_Page excerpt_.
----------------

By implication, McNally questions the outcome of the sexual revolution, which is more apparent now than it was in the 1980s: People get overwhelmed, maybe even depressed, by the abundance of romantic options. Both Frankie and Johnny have been around the block a few times, yet have proven unable really to flourish because they haven’t been able to settle into a contented pattern. The fear of commitment is primarily associated with men, but after half a century of libertinism as an accepted standard, women have become suspicious of commitment as well. The proportion of restless, single, unhappy people continues to rise. People shy away from a deep personal connection at the same time they reduce sex to merely a pleasant (if they’re lucky) leisure activity. Johnny stands athwart this situation, yelling Stop.

----------------

Please rewrite the stretch of the sexual-revolution passage from "By implication, McNally" through "situation, yelling Stop.", updating "commitment" to "marriage".

----------------

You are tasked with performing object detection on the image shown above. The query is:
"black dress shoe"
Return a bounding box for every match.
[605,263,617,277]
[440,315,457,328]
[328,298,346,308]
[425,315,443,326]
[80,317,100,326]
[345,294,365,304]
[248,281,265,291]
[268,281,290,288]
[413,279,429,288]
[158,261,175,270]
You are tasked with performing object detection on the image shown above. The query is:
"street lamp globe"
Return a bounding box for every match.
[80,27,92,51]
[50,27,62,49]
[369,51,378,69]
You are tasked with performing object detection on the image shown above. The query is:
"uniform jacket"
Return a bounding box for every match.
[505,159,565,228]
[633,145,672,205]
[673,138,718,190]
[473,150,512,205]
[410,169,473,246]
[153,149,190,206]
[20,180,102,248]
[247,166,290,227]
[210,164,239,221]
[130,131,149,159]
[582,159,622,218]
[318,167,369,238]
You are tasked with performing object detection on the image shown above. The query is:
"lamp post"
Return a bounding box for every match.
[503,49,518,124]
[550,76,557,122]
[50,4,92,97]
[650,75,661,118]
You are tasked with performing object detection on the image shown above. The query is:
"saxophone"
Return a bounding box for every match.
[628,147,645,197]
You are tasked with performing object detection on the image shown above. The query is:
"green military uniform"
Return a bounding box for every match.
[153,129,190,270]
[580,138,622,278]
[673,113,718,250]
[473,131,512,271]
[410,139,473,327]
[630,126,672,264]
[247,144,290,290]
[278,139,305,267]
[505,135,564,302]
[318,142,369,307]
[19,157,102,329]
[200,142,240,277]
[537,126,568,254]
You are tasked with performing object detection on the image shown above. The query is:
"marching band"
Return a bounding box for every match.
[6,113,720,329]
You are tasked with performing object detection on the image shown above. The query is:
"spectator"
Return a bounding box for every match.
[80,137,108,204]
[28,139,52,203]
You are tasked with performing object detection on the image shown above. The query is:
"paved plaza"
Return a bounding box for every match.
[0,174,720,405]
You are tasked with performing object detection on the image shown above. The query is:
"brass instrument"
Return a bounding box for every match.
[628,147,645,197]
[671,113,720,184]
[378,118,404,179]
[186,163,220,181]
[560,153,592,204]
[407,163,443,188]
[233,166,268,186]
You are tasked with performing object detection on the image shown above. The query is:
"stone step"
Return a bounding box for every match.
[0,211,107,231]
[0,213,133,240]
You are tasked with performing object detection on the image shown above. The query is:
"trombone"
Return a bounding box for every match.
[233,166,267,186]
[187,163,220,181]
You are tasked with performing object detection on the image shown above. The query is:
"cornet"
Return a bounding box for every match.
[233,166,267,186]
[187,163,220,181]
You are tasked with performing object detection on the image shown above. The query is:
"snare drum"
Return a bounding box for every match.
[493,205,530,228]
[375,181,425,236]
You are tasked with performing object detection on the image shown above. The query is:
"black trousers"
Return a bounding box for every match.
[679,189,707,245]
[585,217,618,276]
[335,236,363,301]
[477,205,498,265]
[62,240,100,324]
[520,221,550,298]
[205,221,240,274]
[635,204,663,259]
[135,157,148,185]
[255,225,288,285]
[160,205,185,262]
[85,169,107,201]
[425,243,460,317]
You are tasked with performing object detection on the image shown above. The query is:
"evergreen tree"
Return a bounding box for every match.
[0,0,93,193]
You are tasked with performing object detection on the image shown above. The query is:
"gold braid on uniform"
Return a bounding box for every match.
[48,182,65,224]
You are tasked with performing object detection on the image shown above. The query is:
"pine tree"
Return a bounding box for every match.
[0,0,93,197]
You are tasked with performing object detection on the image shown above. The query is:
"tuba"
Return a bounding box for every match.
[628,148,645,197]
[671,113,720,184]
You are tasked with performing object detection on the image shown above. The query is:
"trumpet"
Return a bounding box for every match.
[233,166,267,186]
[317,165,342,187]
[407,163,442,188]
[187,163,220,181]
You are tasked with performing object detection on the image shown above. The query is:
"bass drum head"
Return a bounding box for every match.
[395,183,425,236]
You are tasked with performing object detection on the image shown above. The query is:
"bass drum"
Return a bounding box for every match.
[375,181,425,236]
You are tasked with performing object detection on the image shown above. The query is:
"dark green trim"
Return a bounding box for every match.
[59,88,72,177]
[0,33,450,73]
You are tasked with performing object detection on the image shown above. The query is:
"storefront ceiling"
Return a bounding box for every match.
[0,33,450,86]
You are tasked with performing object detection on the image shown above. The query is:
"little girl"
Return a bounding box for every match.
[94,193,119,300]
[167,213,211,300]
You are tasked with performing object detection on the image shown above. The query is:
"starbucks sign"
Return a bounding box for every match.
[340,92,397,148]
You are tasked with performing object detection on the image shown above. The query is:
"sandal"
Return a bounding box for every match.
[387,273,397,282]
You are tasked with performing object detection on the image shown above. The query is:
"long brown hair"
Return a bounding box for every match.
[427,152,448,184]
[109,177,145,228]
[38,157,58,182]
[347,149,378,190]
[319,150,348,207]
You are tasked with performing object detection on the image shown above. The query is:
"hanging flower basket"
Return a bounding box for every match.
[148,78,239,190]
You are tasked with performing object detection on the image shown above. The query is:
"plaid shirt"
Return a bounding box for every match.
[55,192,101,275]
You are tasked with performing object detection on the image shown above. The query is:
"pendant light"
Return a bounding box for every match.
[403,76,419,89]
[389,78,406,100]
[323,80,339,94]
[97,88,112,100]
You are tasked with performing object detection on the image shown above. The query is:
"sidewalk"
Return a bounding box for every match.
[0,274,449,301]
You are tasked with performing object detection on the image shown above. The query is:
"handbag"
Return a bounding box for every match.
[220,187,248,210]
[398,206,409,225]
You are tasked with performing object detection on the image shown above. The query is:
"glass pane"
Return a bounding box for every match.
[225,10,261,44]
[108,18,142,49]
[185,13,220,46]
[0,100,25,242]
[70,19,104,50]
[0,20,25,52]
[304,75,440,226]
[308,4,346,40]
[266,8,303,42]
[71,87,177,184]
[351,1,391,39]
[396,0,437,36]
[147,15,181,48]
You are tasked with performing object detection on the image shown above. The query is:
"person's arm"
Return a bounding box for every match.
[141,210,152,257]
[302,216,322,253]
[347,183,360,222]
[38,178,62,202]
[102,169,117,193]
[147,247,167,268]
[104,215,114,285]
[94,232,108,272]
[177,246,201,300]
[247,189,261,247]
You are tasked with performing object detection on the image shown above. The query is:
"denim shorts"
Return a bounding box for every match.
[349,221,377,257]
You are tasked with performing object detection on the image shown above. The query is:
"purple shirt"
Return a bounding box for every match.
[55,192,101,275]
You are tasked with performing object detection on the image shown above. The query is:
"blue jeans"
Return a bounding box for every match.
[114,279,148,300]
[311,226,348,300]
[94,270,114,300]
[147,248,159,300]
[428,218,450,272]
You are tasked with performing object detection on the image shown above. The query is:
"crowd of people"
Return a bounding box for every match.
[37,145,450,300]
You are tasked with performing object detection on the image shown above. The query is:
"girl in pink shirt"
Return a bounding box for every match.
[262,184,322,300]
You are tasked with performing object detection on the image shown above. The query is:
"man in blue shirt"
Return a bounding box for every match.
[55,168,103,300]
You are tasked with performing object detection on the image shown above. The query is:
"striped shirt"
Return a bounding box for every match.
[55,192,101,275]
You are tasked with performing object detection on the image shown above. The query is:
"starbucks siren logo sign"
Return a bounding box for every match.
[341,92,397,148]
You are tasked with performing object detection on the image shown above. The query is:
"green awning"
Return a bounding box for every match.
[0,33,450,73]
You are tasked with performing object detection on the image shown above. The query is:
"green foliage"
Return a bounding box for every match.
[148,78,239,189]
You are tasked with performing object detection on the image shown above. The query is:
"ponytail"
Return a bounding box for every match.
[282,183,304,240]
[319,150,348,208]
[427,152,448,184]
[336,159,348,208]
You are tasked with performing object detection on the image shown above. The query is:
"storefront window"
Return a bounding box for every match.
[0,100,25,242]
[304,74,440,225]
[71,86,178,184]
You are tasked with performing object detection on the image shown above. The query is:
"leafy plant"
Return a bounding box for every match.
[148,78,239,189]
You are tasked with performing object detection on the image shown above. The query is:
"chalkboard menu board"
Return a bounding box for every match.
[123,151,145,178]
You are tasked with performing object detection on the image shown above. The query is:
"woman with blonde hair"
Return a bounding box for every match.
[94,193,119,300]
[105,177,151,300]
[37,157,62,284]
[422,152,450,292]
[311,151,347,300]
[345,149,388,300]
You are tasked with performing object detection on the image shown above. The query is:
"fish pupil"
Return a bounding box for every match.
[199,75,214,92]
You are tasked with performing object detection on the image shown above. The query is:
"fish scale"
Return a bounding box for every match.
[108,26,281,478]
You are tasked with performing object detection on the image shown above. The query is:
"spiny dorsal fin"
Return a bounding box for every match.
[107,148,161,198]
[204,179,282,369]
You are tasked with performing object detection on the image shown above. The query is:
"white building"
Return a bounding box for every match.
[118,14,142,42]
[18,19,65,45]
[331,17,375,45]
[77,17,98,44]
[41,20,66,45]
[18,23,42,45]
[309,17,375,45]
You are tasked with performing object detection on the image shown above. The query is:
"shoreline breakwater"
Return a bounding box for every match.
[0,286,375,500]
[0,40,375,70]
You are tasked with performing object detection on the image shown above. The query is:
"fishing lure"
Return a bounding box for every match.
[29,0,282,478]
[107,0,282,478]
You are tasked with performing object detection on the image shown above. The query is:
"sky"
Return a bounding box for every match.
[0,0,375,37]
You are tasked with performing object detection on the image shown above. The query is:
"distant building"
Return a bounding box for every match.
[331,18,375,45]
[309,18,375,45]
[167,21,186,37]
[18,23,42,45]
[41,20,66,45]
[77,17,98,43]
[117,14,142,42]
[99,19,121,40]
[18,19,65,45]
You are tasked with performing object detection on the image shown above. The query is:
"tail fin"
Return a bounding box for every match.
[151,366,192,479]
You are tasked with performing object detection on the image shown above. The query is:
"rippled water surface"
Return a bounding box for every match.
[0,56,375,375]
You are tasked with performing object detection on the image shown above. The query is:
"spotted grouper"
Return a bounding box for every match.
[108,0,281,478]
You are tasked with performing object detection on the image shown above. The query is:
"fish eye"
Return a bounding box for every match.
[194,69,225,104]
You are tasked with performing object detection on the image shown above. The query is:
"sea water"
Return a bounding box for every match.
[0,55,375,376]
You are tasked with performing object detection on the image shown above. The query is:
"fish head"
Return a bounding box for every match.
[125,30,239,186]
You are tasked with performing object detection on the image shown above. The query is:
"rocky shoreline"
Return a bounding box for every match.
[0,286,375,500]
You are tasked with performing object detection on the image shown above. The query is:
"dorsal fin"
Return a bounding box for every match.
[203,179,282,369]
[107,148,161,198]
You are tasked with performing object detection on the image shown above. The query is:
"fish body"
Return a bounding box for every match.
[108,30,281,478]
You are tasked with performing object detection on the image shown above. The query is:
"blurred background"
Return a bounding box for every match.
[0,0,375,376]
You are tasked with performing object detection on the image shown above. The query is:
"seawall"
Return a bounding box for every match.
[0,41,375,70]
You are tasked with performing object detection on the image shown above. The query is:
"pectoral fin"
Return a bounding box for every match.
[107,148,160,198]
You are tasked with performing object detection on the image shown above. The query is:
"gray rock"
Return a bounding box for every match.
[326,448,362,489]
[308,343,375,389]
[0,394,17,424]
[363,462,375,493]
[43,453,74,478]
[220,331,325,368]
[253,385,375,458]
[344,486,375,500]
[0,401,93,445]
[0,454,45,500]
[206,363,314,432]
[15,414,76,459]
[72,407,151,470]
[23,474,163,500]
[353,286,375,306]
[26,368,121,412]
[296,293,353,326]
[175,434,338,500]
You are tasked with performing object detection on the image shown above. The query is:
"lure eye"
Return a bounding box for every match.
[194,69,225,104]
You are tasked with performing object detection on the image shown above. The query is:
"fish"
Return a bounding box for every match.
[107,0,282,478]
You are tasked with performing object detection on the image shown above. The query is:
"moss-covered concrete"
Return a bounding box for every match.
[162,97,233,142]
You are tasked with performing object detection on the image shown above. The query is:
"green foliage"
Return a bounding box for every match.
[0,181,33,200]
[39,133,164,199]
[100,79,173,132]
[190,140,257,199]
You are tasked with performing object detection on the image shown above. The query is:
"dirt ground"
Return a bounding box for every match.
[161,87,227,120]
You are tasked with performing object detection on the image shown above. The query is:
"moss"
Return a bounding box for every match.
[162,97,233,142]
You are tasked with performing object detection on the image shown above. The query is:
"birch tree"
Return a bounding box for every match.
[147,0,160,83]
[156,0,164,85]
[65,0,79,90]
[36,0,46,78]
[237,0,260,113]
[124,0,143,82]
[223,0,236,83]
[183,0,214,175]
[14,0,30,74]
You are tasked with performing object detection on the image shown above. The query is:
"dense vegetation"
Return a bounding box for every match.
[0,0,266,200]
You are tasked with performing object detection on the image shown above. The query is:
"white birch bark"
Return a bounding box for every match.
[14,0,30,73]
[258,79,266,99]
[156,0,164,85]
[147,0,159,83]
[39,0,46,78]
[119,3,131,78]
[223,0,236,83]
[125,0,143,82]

----------------

_Finished exercise_.
By implication, McNally questions the outcome of the sexual revolution, which is more apparent now than it was in the 1980s: People get overwhelmed, maybe even depressed, by the abundance of romantic options. Both Frankie and Johnny have been around the block a few times, yet have proven unable really to flourish because they haven’t been able to settle into a contented pattern. The fear of marriage is primarily associated with men, but after half a century of libertinism as an accepted standard, women have become suspicious of marriage as well. The proportion of restless, single, unhappy people continues to rise. People shy away from a deep personal connection at the same time they reduce sex to merely a pleasant (if they’re lucky) leisure activity. Johnny stands athwart this situation, yelling Stop.